[EXERCISE MATERIAL — start]
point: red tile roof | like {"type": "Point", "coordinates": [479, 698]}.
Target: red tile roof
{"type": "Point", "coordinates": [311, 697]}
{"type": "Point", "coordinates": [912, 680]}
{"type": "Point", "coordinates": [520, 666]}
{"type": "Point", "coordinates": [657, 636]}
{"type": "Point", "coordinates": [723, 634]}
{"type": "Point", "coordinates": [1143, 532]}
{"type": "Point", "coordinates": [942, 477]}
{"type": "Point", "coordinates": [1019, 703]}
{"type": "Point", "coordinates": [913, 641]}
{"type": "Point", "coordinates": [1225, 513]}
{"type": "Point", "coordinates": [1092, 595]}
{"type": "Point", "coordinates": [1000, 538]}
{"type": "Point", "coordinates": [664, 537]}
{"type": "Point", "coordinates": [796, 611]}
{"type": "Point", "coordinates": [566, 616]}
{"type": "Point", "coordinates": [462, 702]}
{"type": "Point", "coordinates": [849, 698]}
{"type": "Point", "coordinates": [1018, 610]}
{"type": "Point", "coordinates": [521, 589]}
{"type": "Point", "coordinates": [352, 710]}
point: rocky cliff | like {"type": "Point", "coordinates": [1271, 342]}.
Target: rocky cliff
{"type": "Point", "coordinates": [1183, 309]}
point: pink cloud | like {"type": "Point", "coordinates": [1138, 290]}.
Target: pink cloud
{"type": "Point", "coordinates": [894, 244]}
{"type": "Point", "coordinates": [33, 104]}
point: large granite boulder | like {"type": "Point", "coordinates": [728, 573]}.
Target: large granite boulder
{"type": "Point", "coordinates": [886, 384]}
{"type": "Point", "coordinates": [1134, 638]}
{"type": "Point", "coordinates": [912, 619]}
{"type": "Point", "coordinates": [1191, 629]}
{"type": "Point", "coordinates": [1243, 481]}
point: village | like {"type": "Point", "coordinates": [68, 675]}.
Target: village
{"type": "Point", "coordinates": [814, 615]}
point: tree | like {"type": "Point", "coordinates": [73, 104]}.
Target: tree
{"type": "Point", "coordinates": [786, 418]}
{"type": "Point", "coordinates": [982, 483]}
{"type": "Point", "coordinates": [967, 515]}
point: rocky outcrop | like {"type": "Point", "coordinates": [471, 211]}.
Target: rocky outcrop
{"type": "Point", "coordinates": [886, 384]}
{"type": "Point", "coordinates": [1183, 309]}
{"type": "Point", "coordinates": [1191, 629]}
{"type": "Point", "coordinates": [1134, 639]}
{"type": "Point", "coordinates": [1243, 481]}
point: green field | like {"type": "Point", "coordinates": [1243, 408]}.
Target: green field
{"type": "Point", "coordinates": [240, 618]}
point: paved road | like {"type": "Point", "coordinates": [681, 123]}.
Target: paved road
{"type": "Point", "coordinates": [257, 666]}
[EXERCISE MATERIAL — finish]
**YOUR TASK:**
Write out every entry again, keeping each line exactly the same.

**EXERCISE ANSWER:**
point: red tile roof | like {"type": "Point", "coordinates": [479, 698]}.
Target: red tile roof
{"type": "Point", "coordinates": [311, 697]}
{"type": "Point", "coordinates": [912, 680]}
{"type": "Point", "coordinates": [520, 666]}
{"type": "Point", "coordinates": [657, 636]}
{"type": "Point", "coordinates": [723, 634]}
{"type": "Point", "coordinates": [1143, 532]}
{"type": "Point", "coordinates": [942, 477]}
{"type": "Point", "coordinates": [1019, 703]}
{"type": "Point", "coordinates": [913, 641]}
{"type": "Point", "coordinates": [1225, 513]}
{"type": "Point", "coordinates": [1092, 595]}
{"type": "Point", "coordinates": [1000, 538]}
{"type": "Point", "coordinates": [664, 537]}
{"type": "Point", "coordinates": [796, 611]}
{"type": "Point", "coordinates": [566, 616]}
{"type": "Point", "coordinates": [462, 702]}
{"type": "Point", "coordinates": [849, 698]}
{"type": "Point", "coordinates": [1018, 610]}
{"type": "Point", "coordinates": [521, 589]}
{"type": "Point", "coordinates": [352, 710]}
point: rocky cliff | like {"type": "Point", "coordinates": [1271, 342]}.
Target: rocky cliff
{"type": "Point", "coordinates": [1183, 309]}
point: pink cloud | like {"type": "Point", "coordinates": [1138, 290]}.
Target: pink cloud
{"type": "Point", "coordinates": [894, 244]}
{"type": "Point", "coordinates": [33, 104]}
point: large granite boulder | like {"type": "Point", "coordinates": [728, 573]}.
Target: large granite boulder
{"type": "Point", "coordinates": [886, 384]}
{"type": "Point", "coordinates": [1134, 638]}
{"type": "Point", "coordinates": [912, 619]}
{"type": "Point", "coordinates": [1191, 629]}
{"type": "Point", "coordinates": [1243, 481]}
point: village | like {"type": "Point", "coordinates": [68, 675]}.
Target: village
{"type": "Point", "coordinates": [814, 615]}
point: tree | like {"type": "Point", "coordinates": [73, 104]}.
Target: tree
{"type": "Point", "coordinates": [786, 418]}
{"type": "Point", "coordinates": [982, 483]}
{"type": "Point", "coordinates": [967, 515]}
point: rocky outcrop | like {"type": "Point", "coordinates": [471, 211]}.
Target: rocky outcrop
{"type": "Point", "coordinates": [886, 384]}
{"type": "Point", "coordinates": [1183, 309]}
{"type": "Point", "coordinates": [1191, 629]}
{"type": "Point", "coordinates": [1134, 639]}
{"type": "Point", "coordinates": [1243, 481]}
point: green field | like {"type": "Point", "coordinates": [1243, 408]}.
Target: green field
{"type": "Point", "coordinates": [240, 618]}
point: paved road | like {"type": "Point", "coordinates": [681, 123]}.
Target: paved road
{"type": "Point", "coordinates": [257, 666]}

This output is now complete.